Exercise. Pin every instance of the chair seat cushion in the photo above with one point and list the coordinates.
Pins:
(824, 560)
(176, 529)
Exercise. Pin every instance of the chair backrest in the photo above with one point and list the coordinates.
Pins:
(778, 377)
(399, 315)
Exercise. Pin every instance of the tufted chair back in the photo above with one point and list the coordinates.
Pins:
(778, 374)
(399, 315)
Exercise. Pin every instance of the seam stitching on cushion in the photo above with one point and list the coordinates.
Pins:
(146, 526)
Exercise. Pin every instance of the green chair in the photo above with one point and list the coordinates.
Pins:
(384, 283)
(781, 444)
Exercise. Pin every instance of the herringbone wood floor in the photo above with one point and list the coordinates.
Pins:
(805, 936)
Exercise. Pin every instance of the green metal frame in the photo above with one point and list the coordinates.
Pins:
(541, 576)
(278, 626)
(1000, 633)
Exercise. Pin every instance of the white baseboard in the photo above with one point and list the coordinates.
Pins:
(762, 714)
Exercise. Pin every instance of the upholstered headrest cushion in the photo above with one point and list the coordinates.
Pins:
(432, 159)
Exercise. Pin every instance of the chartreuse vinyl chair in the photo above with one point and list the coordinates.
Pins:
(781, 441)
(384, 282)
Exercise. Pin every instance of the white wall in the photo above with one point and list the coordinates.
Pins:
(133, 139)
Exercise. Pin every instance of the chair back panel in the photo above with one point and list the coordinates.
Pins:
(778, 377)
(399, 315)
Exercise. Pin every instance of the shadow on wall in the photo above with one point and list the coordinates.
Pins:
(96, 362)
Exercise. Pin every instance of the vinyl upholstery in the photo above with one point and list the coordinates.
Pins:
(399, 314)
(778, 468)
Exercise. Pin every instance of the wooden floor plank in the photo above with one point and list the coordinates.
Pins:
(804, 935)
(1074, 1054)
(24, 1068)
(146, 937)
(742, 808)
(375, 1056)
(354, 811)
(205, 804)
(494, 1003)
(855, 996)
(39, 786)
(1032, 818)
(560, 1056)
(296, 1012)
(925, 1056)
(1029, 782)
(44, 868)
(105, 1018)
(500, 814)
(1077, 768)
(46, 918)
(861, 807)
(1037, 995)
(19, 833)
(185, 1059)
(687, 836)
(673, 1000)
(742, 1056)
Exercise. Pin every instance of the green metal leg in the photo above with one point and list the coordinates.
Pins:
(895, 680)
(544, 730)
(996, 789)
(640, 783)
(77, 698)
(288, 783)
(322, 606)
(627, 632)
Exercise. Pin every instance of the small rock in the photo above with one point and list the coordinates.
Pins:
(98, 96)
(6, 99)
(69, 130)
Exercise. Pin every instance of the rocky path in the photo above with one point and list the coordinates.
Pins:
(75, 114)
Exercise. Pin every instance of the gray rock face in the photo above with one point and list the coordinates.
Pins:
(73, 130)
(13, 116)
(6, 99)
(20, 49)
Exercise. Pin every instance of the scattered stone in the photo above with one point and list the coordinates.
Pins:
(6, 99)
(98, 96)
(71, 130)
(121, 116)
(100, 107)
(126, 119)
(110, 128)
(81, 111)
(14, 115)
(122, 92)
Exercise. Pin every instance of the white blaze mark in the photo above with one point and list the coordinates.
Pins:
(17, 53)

━━━━━━━━━━━━━━━━━━━━

Action item: Copy out, exactly and alone, the lines of the entries above between the ones holding "Exercise. Pin every instance of the upholstered" and "Exercise. Pin every instance of the wooden", inclusive.

Solution to the problem:
Exercise. Pin every instance of the upholstered headrest cushion in the photo above with one point and list the coordinates.
Pins:
(432, 159)
Exercise. Pin every instance of the chartreuse vinyl chair in the photo above with one point and list the coordinates.
Pins:
(781, 441)
(384, 282)
Exercise. Pin every instance of the white wall in the photo above with one point and list the coordinates.
Pins:
(133, 139)
Exercise. Pin every instance of the chair back panel in the photo above with one point and list the coordinates.
Pins:
(778, 377)
(399, 315)
Exercise. Pin every instance of the shadow on wall in the photo above with one point and list the coordinates.
Pins:
(96, 362)
Exercise. Pin every instance of the vinyl upholstery in the photo above with one point and list the coordinates.
Pins:
(399, 314)
(778, 468)
Exercise. Pin every instance of the wooden floor plank in the photo above with one point and list the coordinates.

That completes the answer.